BEGIN Input material
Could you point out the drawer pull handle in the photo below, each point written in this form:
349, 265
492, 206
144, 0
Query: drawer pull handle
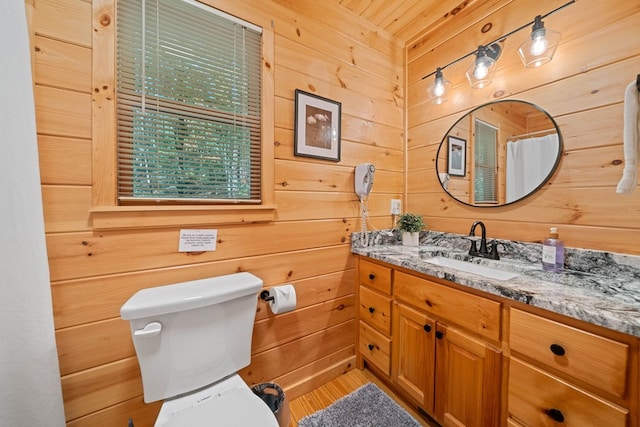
555, 415
557, 349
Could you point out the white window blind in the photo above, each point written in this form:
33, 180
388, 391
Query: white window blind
188, 103
485, 163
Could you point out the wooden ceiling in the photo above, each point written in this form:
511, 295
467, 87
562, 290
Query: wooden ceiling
405, 19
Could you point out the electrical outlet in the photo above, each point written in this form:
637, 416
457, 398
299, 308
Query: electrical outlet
395, 206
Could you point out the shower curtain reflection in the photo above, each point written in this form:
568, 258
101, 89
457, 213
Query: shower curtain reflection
529, 162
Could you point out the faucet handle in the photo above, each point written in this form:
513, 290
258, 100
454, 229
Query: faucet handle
494, 250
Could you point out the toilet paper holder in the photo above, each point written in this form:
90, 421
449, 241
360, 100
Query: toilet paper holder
266, 296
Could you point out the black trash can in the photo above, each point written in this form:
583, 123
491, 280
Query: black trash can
273, 396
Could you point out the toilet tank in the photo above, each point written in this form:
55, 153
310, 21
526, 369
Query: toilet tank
191, 334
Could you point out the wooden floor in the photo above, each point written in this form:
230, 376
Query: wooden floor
325, 395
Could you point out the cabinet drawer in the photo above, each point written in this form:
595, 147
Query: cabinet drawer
375, 276
375, 347
535, 397
593, 359
375, 309
472, 312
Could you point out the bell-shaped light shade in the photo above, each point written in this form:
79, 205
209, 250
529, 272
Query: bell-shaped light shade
480, 73
539, 48
438, 88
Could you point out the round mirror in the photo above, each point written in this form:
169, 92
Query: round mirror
498, 153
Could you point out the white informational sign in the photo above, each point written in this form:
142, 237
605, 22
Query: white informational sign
197, 240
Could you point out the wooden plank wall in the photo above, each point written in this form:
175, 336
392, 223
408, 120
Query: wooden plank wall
582, 88
332, 53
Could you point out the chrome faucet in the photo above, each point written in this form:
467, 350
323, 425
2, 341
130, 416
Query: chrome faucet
END Input material
Write every line of all the entries above as a JSON list of strings, one string per line, skipping blank lines and leaving out the pictures.

[
  "Could you point out the drawer pull handle in the photo below, each point written in this form:",
  "349, 265",
  "492, 206",
  "144, 0",
  "Query: drawer pull handle",
  "555, 415",
  "557, 349",
  "Could you point out the white window blind in the photo above, each point written in this form:",
  "33, 180",
  "388, 391",
  "Query: white window blind",
  "188, 103",
  "485, 163",
  "Could you point out the wooden ceiling in the photo above, each point written in this form:",
  "511, 295",
  "467, 87",
  "562, 290",
  "Query: wooden ceiling",
  "405, 19",
  "Could you point out the electrical outlet in the photo above, each point written in this form:",
  "637, 416",
  "457, 398",
  "299, 308",
  "Query: electrical outlet",
  "395, 206",
  "Could you point out the shower curtain reflection in the photo above, each point written in this form:",
  "568, 258",
  "101, 89",
  "457, 213",
  "Query: shower curtain reflection",
  "529, 162",
  "Could you point out the faucet handle in the photo above, each point written in this form:",
  "513, 290",
  "258, 100",
  "454, 229",
  "Query: faucet handle",
  "494, 250",
  "Could you point out the toilet paper holder in the photo above, each point written in this form:",
  "90, 421",
  "449, 241",
  "360, 100",
  "Query: toilet paper holder",
  "266, 296",
  "Could you point out the black trash can in the photo above, each point written in this form:",
  "583, 123",
  "491, 280",
  "Query: black trash can",
  "273, 396",
  "Could you point out the toilet tank in the photo above, each point written in this form:",
  "55, 153",
  "310, 21",
  "526, 369",
  "Query: toilet tank",
  "191, 334",
  "Could you point out the wooden floor in the photo above, each point written in this form:",
  "230, 376",
  "Query: wooden floor",
  "325, 395",
  "Could you point out the cabinet drawer in the photo above, each point written in this form:",
  "595, 147",
  "Query: cabinet drawer",
  "375, 276",
  "375, 347",
  "535, 397",
  "593, 359",
  "375, 309",
  "472, 312",
  "Could you point out the bell-shaped light shade in the photo above, each point written in this form:",
  "79, 205",
  "209, 250",
  "529, 272",
  "Query: bell-shaped light shade",
  "480, 73",
  "539, 48",
  "438, 88",
  "Could you point out the round mirror in the photo above, each point written in this form:",
  "169, 92",
  "Query: round mirror",
  "498, 153",
  "Could you point out the white informational sign in the photo above, each point written in this form:",
  "142, 237",
  "605, 22",
  "Query: white informational sign",
  "197, 240",
  "Could you point out the wooden plank wall in the photo above, each point written in this form:",
  "175, 336",
  "392, 223",
  "408, 120",
  "Query: wooden plank wall",
  "582, 88",
  "332, 53",
  "Could you point out the chrome faucet in the photo above, each point written in this form:",
  "467, 350",
  "323, 425",
  "2, 341",
  "130, 416",
  "Query: chrome faucet"
]